Start of INPUT MATERIAL
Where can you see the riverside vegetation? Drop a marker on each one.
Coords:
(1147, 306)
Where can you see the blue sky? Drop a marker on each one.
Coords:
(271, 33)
End of INPUT MATERIAL
§ **WHAT TO DO**
Wherever the string "each" appears in a line of the records, copy that line.

§ **YOUR SOLUTION**
Where can you see the riverside vegetation? Drop a marker on each one.
Where can you see the blue sky? Drop a marker on each one.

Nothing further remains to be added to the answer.